Exercise prompt:
Word for word, restate the lines from the top of the records below through the line with "the ceiling fan.", both included, with no pictures in the result.

----- Raw data -----

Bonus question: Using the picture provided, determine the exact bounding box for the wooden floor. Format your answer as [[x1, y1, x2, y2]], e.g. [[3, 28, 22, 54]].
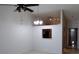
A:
[[63, 48, 79, 54]]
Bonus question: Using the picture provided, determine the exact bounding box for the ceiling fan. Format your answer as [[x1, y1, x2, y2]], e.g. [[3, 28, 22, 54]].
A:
[[14, 4, 39, 12]]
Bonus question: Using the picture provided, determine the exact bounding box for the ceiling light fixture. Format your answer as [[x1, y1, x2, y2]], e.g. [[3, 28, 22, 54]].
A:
[[39, 20, 43, 24], [34, 20, 39, 25], [33, 19, 43, 25], [33, 5, 43, 25]]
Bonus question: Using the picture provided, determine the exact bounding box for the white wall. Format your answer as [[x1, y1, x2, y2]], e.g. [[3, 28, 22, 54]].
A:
[[32, 10, 63, 54], [32, 25, 62, 53], [0, 6, 33, 53], [0, 6, 63, 54]]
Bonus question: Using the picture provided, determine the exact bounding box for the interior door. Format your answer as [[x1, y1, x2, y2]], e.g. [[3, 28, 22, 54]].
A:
[[68, 28, 78, 48]]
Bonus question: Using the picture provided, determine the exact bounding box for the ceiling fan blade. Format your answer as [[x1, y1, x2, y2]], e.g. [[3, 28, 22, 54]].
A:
[[24, 4, 39, 7], [24, 7, 34, 12], [15, 7, 21, 12]]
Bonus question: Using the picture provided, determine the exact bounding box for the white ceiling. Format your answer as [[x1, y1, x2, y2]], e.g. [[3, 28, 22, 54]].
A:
[[0, 4, 79, 20], [30, 4, 79, 20], [31, 4, 79, 14]]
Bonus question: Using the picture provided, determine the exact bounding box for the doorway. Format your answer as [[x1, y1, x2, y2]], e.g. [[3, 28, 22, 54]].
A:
[[63, 28, 78, 54], [68, 28, 78, 49]]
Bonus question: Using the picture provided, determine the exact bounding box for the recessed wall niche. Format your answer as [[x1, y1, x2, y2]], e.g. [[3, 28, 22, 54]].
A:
[[42, 29, 52, 38], [33, 17, 60, 26], [43, 17, 60, 25]]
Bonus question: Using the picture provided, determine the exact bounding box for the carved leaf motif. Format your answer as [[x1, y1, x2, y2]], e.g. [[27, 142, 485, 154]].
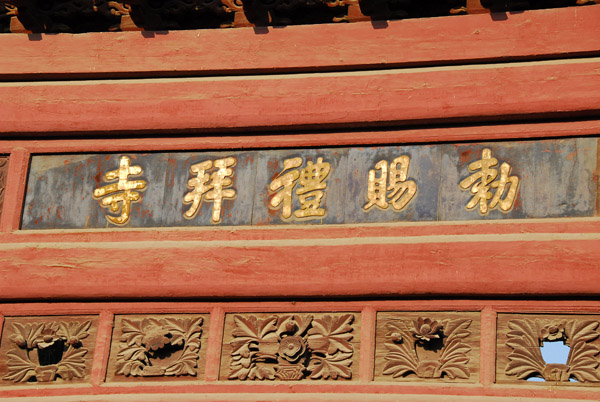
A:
[[3, 349, 36, 382], [443, 319, 471, 340], [439, 338, 471, 379], [57, 321, 91, 345], [308, 352, 353, 379], [248, 365, 275, 380], [382, 340, 419, 378], [57, 346, 88, 380], [10, 322, 45, 348], [307, 314, 354, 355], [566, 320, 599, 345], [505, 319, 545, 380], [568, 341, 600, 382], [232, 315, 278, 343], [121, 319, 146, 346]]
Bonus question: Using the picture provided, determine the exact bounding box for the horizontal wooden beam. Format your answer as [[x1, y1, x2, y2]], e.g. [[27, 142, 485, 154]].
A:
[[0, 392, 596, 402], [1, 59, 599, 134], [1, 220, 599, 300], [1, 120, 600, 153], [1, 6, 599, 80]]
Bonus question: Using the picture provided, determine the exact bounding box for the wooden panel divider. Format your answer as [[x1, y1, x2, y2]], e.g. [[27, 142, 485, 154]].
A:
[[91, 311, 115, 386], [205, 306, 226, 382], [0, 148, 29, 233], [358, 306, 376, 382]]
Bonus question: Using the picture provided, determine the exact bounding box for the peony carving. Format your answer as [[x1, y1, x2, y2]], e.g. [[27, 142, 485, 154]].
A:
[[228, 314, 355, 381], [115, 317, 203, 377], [3, 320, 91, 383], [383, 317, 472, 380], [505, 319, 600, 383]]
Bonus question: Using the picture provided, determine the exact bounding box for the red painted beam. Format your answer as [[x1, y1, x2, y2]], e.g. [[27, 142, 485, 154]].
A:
[[1, 120, 599, 153], [1, 6, 599, 80], [1, 59, 599, 134], [1, 230, 599, 300]]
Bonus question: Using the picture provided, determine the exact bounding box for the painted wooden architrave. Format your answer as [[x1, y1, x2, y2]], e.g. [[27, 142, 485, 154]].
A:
[[0, 301, 598, 401], [0, 6, 599, 80]]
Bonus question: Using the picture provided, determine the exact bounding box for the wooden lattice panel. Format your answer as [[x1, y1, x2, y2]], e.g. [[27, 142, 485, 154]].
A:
[[374, 311, 480, 383], [220, 312, 361, 381], [106, 314, 209, 382], [496, 313, 600, 386], [0, 315, 98, 385]]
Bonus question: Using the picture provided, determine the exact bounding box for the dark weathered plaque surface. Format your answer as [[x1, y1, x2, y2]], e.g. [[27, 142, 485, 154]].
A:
[[21, 137, 598, 229]]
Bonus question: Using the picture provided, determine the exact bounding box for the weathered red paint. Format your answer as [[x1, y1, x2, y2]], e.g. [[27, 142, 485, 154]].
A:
[[1, 60, 599, 134], [0, 6, 598, 80]]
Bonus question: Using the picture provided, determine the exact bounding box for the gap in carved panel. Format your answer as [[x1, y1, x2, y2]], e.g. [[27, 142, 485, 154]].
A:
[[106, 314, 209, 382], [0, 155, 8, 220], [374, 311, 480, 383], [528, 341, 577, 382], [0, 315, 98, 386], [497, 313, 600, 385], [220, 312, 360, 381]]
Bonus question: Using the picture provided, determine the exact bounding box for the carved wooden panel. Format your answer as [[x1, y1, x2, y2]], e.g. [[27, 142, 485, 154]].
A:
[[497, 313, 600, 385], [0, 316, 98, 385], [0, 156, 7, 220], [106, 314, 209, 382], [220, 313, 360, 381], [374, 312, 480, 382]]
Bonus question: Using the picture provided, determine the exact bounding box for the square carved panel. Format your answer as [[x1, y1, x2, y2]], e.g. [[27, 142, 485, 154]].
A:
[[497, 313, 600, 386], [374, 311, 480, 383], [106, 314, 209, 382], [220, 312, 361, 381], [0, 315, 98, 385]]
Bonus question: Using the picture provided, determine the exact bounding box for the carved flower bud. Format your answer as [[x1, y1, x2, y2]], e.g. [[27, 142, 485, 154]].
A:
[[12, 335, 27, 348], [285, 321, 297, 333], [390, 332, 403, 343], [67, 336, 81, 346]]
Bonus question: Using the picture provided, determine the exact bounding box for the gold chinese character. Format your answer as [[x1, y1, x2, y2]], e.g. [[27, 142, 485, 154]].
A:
[[364, 156, 417, 211], [183, 156, 236, 224], [295, 157, 330, 218], [93, 155, 147, 225], [269, 156, 330, 220], [459, 148, 519, 215]]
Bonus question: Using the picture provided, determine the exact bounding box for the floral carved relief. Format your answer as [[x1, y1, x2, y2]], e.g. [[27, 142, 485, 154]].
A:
[[0, 317, 97, 384], [375, 312, 480, 382], [224, 313, 358, 381], [110, 315, 206, 379], [502, 317, 600, 383]]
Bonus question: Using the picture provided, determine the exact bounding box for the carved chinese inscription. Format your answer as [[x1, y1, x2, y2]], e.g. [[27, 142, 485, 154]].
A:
[[459, 148, 519, 215], [375, 312, 480, 382], [223, 313, 358, 381], [0, 156, 8, 219], [269, 157, 331, 221], [108, 315, 207, 380], [93, 155, 147, 225], [183, 157, 236, 224], [498, 315, 600, 384], [0, 316, 97, 384], [364, 156, 417, 212]]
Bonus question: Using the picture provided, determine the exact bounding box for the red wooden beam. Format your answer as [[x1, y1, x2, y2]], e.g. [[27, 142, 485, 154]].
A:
[[1, 6, 599, 80], [1, 228, 599, 300], [1, 59, 599, 134], [0, 120, 599, 153]]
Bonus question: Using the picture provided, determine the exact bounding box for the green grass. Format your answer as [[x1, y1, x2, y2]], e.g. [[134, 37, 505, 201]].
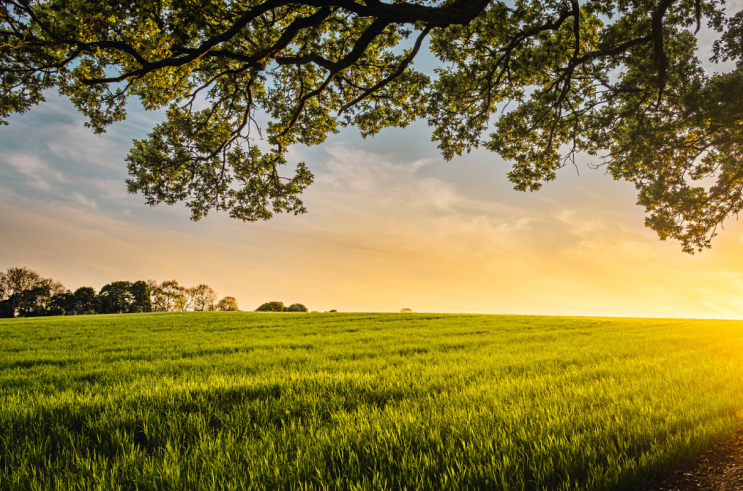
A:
[[1, 313, 743, 490]]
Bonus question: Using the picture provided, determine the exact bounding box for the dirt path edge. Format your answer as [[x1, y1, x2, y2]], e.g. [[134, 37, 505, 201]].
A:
[[638, 426, 743, 491]]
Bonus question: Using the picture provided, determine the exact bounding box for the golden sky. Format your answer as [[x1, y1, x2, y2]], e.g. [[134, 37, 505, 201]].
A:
[[1, 94, 743, 319]]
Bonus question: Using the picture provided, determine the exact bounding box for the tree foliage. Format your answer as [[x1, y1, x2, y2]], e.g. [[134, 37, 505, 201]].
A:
[[16, 284, 52, 317], [217, 296, 239, 311], [129, 280, 153, 312], [192, 284, 218, 311], [256, 300, 284, 312], [3, 0, 742, 251], [0, 266, 65, 317], [286, 302, 309, 312], [151, 279, 184, 312], [99, 281, 135, 313], [50, 290, 75, 315], [98, 280, 153, 313], [73, 286, 99, 313]]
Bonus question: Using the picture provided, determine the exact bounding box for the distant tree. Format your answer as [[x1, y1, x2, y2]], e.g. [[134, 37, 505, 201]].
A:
[[73, 287, 99, 314], [46, 280, 67, 297], [50, 291, 76, 316], [192, 284, 218, 311], [178, 286, 196, 312], [256, 301, 284, 312], [0, 267, 65, 317], [149, 283, 165, 312], [163, 280, 185, 312], [146, 279, 160, 310], [99, 281, 134, 314], [152, 280, 184, 312], [17, 285, 52, 317], [286, 303, 308, 312], [217, 297, 240, 312], [0, 266, 44, 298], [400, 308, 413, 313], [129, 280, 152, 313]]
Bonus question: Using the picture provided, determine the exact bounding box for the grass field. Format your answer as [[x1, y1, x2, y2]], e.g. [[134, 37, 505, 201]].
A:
[[1, 313, 743, 490]]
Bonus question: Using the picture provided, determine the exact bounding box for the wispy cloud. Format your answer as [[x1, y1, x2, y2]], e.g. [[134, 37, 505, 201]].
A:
[[2, 153, 69, 191], [70, 192, 98, 210]]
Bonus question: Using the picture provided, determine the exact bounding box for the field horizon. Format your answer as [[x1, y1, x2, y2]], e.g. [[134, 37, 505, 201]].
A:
[[2, 312, 742, 490]]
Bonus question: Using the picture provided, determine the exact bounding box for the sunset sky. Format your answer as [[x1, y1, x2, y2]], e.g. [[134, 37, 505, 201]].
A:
[[2, 16, 743, 319]]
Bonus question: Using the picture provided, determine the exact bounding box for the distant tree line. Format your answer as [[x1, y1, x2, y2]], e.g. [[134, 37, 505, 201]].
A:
[[0, 267, 239, 318], [256, 301, 308, 312]]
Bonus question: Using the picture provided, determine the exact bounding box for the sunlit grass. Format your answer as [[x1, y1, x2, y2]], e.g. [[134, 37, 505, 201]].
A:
[[1, 312, 742, 490]]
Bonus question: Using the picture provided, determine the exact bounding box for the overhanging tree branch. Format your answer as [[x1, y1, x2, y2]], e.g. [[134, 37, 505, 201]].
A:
[[2, 0, 738, 252]]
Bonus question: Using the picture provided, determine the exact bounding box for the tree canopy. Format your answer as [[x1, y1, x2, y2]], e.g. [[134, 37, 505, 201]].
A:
[[2, 0, 742, 252]]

-----

Result of this exercise:
Bonus question: Using the picture provided, determine the exact bounding box for the wooden floor. Format your answer as [[x1, y1, x2, y2]], e.g. [[3, 28, 22, 54]].
A:
[[63, 48, 79, 54]]
Bonus question: Using the picture provided, determine the exact bounding box for the ceiling fan. Format your answer as [[x1, y1, x2, y2]], e.g. [[3, 28, 22, 54]].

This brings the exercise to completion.